◆ WHAT NEEDS TO BE DONE
Lay out the listing as a two-column CSV with the header text,answer, starting at the line that has "Would you mind pointing out the grassy" and stopping after the line that has "(1125, 202)". Give one row pairing each text with its answer, with each value in a single quoted field and line breaks turned into spaces.

◆ TASK DATA
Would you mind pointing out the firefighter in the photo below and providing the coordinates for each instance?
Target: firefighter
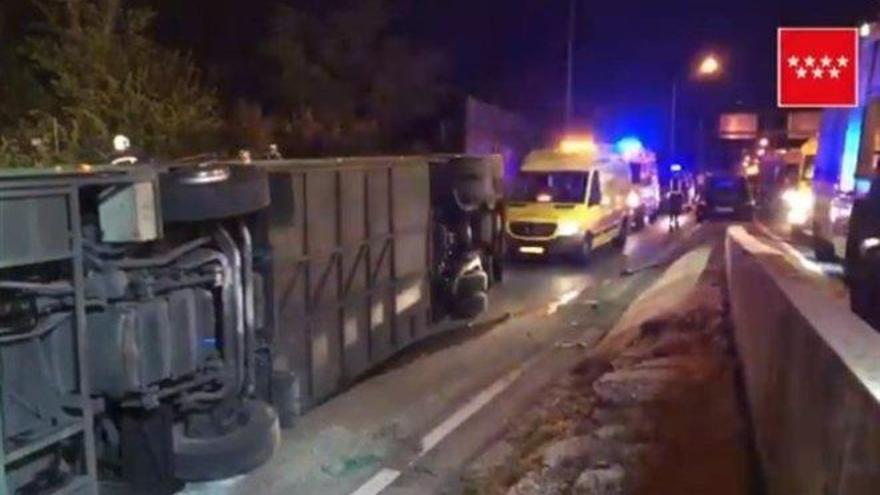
(675, 197)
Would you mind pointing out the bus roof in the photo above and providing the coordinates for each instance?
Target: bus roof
(557, 161)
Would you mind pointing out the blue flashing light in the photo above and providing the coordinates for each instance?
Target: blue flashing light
(850, 159)
(630, 146)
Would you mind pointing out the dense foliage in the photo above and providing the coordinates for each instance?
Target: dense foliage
(348, 83)
(85, 70)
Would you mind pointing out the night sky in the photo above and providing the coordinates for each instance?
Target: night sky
(512, 52)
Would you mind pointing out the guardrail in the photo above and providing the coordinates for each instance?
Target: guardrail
(812, 376)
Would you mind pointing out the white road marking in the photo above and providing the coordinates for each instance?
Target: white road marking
(443, 430)
(385, 477)
(378, 482)
(563, 300)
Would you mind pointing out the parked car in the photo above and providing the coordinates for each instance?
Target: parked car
(725, 196)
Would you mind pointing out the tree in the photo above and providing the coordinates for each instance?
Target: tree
(346, 82)
(105, 76)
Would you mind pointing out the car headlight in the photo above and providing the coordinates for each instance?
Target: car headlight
(633, 200)
(568, 229)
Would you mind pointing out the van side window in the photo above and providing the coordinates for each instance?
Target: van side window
(870, 152)
(595, 190)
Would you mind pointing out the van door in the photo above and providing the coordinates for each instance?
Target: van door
(601, 211)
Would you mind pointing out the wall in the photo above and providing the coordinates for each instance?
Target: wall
(812, 376)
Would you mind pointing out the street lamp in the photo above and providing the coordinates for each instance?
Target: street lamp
(709, 66)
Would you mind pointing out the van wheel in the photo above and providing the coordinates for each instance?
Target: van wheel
(585, 253)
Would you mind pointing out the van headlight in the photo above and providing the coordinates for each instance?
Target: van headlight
(799, 205)
(799, 200)
(568, 229)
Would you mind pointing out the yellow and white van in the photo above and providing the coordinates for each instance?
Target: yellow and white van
(570, 201)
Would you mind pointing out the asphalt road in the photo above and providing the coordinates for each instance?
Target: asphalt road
(411, 426)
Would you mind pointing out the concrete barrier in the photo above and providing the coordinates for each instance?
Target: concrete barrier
(812, 376)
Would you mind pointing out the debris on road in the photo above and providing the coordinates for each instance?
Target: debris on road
(659, 415)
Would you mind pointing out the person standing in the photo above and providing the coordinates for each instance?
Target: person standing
(676, 201)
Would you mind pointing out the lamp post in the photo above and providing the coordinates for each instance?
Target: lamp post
(569, 80)
(708, 67)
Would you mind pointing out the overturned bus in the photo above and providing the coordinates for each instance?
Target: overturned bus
(159, 322)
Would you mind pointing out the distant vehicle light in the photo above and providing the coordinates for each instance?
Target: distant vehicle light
(121, 143)
(869, 244)
(633, 200)
(574, 145)
(840, 210)
(568, 229)
(630, 147)
(531, 250)
(800, 205)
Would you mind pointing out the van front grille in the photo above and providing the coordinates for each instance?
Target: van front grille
(532, 229)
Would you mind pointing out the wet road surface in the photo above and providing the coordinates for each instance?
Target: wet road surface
(412, 424)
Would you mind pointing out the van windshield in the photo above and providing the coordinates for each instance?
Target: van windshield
(552, 187)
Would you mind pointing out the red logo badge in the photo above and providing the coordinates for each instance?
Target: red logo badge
(818, 67)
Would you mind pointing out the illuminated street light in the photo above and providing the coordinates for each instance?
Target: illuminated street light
(709, 66)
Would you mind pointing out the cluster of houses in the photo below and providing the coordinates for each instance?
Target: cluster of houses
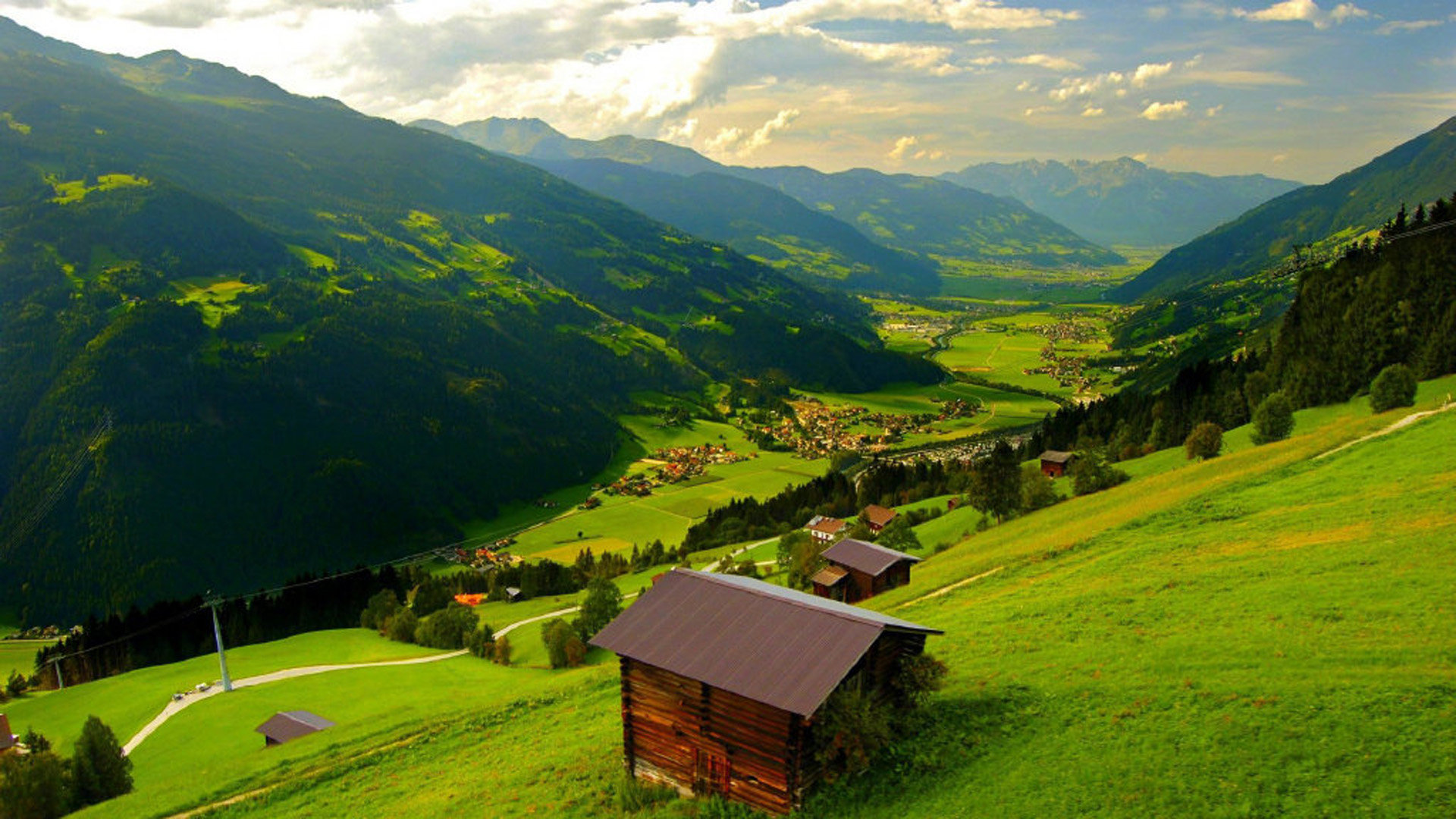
(816, 430)
(724, 676)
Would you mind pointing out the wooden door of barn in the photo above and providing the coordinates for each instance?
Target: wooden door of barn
(712, 771)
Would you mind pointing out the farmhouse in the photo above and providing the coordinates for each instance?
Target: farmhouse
(1055, 464)
(8, 741)
(290, 725)
(878, 516)
(824, 529)
(723, 678)
(858, 570)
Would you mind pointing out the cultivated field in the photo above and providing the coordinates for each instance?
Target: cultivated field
(1266, 632)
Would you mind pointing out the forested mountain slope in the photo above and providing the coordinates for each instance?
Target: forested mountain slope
(1123, 202)
(248, 334)
(1329, 215)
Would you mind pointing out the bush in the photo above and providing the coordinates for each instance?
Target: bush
(1091, 472)
(1204, 442)
(481, 643)
(601, 605)
(99, 770)
(381, 608)
(1395, 387)
(1273, 419)
(447, 627)
(400, 629)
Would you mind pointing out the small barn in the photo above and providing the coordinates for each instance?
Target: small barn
(723, 678)
(1055, 464)
(286, 726)
(878, 516)
(858, 570)
(8, 741)
(824, 529)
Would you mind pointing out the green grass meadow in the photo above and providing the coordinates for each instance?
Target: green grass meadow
(1261, 634)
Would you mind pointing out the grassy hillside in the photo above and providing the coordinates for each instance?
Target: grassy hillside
(1267, 632)
(1326, 216)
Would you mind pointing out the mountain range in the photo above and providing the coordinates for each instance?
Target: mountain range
(379, 331)
(1125, 202)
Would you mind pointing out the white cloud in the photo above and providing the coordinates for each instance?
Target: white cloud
(903, 146)
(1149, 72)
(1400, 27)
(1304, 11)
(1158, 111)
(736, 143)
(1047, 61)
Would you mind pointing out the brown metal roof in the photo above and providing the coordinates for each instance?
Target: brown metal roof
(865, 557)
(829, 576)
(878, 515)
(827, 525)
(762, 642)
(291, 725)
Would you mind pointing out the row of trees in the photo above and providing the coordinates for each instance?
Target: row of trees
(41, 784)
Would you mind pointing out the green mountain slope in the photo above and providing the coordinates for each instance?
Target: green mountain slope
(1123, 202)
(934, 218)
(755, 221)
(938, 221)
(1337, 212)
(1261, 634)
(248, 334)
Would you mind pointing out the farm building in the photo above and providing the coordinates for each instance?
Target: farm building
(723, 678)
(286, 726)
(1055, 464)
(858, 570)
(824, 528)
(878, 516)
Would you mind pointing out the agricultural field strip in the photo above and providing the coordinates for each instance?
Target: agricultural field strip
(174, 707)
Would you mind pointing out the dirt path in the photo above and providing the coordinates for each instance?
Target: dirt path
(951, 588)
(174, 707)
(1400, 425)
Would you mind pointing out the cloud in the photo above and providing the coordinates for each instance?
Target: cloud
(1400, 27)
(903, 146)
(1049, 61)
(734, 140)
(1304, 11)
(1150, 71)
(1158, 111)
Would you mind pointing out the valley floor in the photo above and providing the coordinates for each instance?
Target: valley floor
(1263, 634)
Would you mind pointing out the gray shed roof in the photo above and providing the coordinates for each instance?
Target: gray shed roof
(753, 639)
(291, 725)
(865, 557)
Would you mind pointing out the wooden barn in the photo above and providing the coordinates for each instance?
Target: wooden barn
(286, 726)
(878, 516)
(1055, 464)
(858, 570)
(723, 676)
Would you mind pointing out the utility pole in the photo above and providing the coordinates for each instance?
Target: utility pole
(221, 653)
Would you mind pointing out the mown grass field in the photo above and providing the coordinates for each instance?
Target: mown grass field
(1261, 634)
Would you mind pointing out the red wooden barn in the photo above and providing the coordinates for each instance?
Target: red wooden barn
(1055, 464)
(723, 676)
(858, 570)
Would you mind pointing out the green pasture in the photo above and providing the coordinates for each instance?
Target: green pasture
(130, 701)
(1261, 634)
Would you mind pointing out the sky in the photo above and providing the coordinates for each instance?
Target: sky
(1298, 89)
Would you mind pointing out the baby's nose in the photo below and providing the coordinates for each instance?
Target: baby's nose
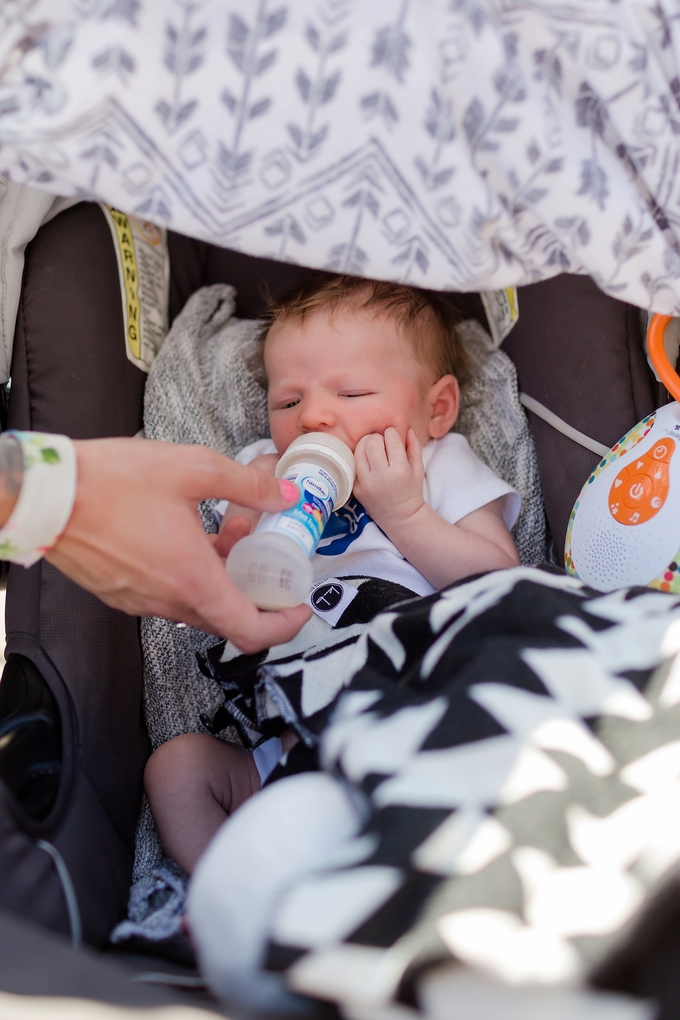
(315, 415)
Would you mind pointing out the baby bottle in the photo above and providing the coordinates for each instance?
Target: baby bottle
(272, 565)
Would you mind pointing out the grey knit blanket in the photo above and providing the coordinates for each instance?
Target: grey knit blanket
(205, 388)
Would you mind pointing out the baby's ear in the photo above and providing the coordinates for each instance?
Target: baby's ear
(443, 399)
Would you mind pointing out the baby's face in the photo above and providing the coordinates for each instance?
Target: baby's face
(349, 374)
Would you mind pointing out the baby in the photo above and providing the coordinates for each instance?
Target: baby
(376, 365)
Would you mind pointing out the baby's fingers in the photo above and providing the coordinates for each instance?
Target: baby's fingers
(395, 449)
(373, 452)
(414, 452)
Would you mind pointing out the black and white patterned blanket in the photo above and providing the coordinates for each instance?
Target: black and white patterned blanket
(512, 745)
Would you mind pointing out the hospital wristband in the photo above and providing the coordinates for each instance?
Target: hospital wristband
(46, 499)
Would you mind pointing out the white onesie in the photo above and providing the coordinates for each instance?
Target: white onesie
(457, 482)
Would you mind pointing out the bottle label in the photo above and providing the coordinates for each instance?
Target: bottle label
(306, 520)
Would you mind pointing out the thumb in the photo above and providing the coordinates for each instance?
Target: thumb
(212, 476)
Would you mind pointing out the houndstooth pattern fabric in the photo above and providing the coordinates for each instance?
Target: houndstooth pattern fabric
(204, 388)
(513, 743)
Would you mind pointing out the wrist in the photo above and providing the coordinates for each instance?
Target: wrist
(38, 474)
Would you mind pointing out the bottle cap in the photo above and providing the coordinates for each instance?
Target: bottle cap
(335, 455)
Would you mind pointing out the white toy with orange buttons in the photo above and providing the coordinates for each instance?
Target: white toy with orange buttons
(625, 525)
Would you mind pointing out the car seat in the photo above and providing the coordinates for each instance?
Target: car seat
(70, 777)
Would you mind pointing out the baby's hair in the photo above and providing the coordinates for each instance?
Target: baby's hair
(427, 318)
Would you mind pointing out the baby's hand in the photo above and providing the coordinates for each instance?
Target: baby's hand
(389, 476)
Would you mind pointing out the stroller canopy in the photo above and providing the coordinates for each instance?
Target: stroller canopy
(458, 146)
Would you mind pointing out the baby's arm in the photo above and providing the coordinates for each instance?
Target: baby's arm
(389, 483)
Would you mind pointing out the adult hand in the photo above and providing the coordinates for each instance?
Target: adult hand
(135, 538)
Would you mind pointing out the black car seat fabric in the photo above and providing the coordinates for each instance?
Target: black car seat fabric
(70, 374)
(580, 354)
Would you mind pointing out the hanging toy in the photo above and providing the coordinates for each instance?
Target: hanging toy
(625, 525)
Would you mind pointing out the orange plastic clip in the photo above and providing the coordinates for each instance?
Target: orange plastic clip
(659, 357)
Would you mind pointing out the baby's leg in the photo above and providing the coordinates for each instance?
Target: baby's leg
(193, 783)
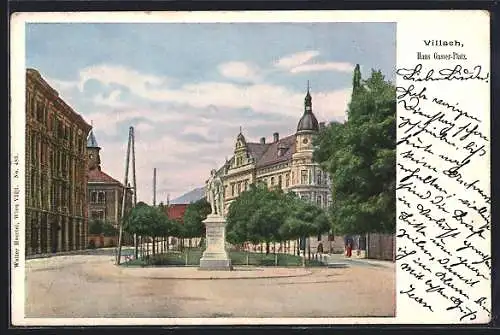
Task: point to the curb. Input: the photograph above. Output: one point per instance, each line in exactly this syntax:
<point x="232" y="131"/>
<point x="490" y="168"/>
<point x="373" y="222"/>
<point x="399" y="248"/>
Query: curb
<point x="228" y="278"/>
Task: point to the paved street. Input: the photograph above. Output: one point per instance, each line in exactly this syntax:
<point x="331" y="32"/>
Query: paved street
<point x="90" y="285"/>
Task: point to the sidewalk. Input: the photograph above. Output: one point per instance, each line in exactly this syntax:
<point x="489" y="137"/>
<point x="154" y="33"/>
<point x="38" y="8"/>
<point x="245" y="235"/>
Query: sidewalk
<point x="341" y="258"/>
<point x="97" y="251"/>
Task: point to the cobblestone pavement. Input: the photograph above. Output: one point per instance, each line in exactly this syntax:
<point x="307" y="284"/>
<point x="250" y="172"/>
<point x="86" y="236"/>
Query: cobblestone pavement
<point x="88" y="285"/>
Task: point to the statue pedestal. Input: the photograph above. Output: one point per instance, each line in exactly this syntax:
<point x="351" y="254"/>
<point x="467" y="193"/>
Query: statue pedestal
<point x="215" y="256"/>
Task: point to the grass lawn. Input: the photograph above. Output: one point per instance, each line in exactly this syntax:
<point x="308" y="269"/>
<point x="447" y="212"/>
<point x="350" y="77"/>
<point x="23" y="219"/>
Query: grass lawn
<point x="191" y="257"/>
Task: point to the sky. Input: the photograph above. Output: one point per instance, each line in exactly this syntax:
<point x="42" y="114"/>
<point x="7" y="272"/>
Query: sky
<point x="188" y="88"/>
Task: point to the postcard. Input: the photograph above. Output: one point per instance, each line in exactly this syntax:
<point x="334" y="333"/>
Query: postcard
<point x="291" y="167"/>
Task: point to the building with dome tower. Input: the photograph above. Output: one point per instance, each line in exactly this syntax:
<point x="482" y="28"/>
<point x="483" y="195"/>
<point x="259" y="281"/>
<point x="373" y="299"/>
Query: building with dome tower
<point x="285" y="163"/>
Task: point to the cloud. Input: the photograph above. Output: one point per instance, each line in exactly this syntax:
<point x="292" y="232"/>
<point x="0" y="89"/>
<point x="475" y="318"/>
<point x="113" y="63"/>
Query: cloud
<point x="239" y="70"/>
<point x="300" y="62"/>
<point x="112" y="100"/>
<point x="296" y="59"/>
<point x="120" y="75"/>
<point x="332" y="66"/>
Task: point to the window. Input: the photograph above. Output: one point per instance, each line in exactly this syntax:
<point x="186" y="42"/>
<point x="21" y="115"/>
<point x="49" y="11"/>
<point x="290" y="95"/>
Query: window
<point x="93" y="197"/>
<point x="303" y="177"/>
<point x="97" y="215"/>
<point x="101" y="197"/>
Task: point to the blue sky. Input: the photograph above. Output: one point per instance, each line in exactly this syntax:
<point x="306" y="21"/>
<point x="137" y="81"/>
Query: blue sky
<point x="187" y="88"/>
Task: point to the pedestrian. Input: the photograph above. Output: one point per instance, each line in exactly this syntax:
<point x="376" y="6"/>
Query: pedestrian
<point x="319" y="250"/>
<point x="349" y="249"/>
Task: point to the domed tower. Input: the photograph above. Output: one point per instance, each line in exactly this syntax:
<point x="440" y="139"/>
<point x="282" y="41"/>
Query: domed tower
<point x="240" y="150"/>
<point x="307" y="127"/>
<point x="303" y="168"/>
<point x="93" y="149"/>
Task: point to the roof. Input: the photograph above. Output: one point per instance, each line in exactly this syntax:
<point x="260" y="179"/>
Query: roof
<point x="176" y="211"/>
<point x="91" y="141"/>
<point x="271" y="155"/>
<point x="97" y="176"/>
<point x="257" y="150"/>
<point x="308" y="122"/>
<point x="59" y="103"/>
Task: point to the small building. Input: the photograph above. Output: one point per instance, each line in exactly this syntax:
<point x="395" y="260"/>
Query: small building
<point x="176" y="212"/>
<point x="105" y="194"/>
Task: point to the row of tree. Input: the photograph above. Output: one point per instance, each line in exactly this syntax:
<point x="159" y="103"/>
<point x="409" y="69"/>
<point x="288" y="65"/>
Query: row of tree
<point x="152" y="225"/>
<point x="360" y="156"/>
<point x="263" y="215"/>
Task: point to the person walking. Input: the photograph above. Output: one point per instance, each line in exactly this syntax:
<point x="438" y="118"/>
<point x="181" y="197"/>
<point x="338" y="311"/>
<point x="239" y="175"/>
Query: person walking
<point x="349" y="249"/>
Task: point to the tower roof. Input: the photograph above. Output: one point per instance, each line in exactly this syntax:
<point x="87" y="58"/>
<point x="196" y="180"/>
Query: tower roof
<point x="91" y="141"/>
<point x="308" y="121"/>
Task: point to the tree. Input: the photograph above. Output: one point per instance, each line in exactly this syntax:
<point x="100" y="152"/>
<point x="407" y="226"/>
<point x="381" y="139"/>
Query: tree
<point x="256" y="216"/>
<point x="304" y="219"/>
<point x="360" y="156"/>
<point x="95" y="227"/>
<point x="193" y="219"/>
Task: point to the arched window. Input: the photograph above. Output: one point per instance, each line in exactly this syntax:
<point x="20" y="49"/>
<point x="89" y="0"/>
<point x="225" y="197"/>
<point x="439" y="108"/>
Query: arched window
<point x="101" y="198"/>
<point x="304" y="177"/>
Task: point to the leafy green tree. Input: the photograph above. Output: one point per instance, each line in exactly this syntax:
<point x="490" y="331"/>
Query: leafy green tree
<point x="304" y="219"/>
<point x="360" y="156"/>
<point x="193" y="219"/>
<point x="95" y="227"/>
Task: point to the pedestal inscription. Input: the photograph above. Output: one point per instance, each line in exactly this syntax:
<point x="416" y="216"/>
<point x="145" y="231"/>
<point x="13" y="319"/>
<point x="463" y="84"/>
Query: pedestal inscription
<point x="215" y="256"/>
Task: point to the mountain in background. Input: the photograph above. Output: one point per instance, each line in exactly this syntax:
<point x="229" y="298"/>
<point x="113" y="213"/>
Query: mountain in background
<point x="191" y="196"/>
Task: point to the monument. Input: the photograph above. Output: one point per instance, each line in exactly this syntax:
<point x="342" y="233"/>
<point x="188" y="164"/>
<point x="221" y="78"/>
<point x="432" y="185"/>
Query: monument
<point x="215" y="256"/>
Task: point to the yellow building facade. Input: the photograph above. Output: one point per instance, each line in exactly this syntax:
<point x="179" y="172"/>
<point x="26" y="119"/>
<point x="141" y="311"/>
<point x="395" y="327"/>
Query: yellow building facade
<point x="285" y="163"/>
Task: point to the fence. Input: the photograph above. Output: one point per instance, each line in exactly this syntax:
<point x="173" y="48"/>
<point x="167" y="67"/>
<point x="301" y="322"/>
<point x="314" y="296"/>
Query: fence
<point x="381" y="246"/>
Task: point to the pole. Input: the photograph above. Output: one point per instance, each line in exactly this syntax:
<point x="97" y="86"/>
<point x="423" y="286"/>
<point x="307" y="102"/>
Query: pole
<point x="125" y="189"/>
<point x="154" y="187"/>
<point x="134" y="185"/>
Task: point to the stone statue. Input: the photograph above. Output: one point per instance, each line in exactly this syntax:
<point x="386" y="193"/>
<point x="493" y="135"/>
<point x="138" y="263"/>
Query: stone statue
<point x="215" y="195"/>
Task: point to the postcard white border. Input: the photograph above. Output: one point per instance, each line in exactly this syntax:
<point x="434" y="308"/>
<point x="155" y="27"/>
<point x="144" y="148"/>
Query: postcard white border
<point x="407" y="21"/>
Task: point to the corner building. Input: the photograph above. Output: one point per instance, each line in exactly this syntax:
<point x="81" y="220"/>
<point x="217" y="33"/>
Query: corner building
<point x="285" y="163"/>
<point x="56" y="179"/>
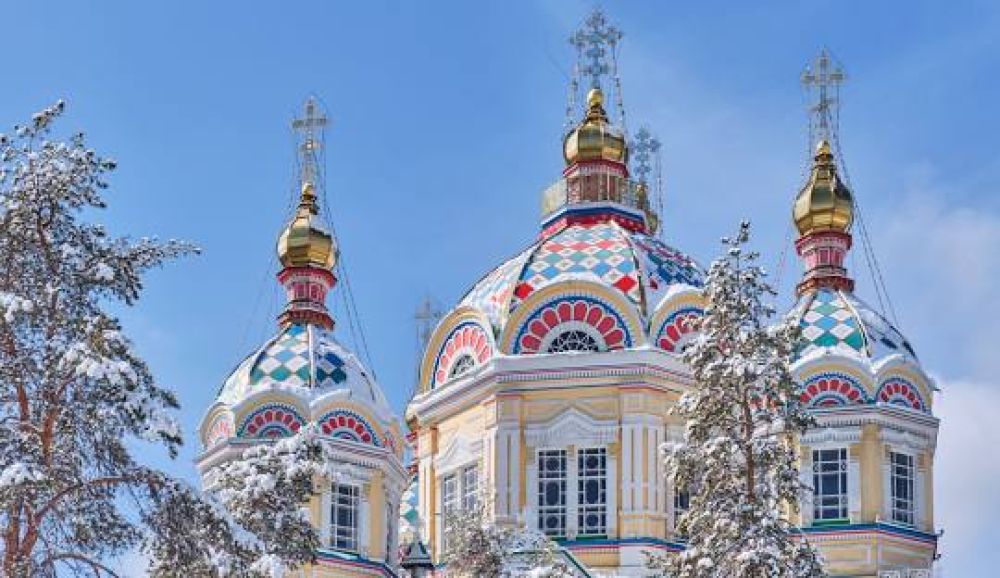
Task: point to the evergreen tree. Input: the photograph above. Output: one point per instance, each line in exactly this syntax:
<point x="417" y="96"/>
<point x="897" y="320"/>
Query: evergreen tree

◆ REPLY
text,answer
"Would you mind pointing out the grassy hillside in the photo above and providing the coordinates for each instance? Target: grassy hillside","(1267, 632) (1326, 216)"
"Would you mind pointing out the mountain range in the photo above and providing the coordinates for each instance? Target: mountain range","(379, 331) (1125, 202)"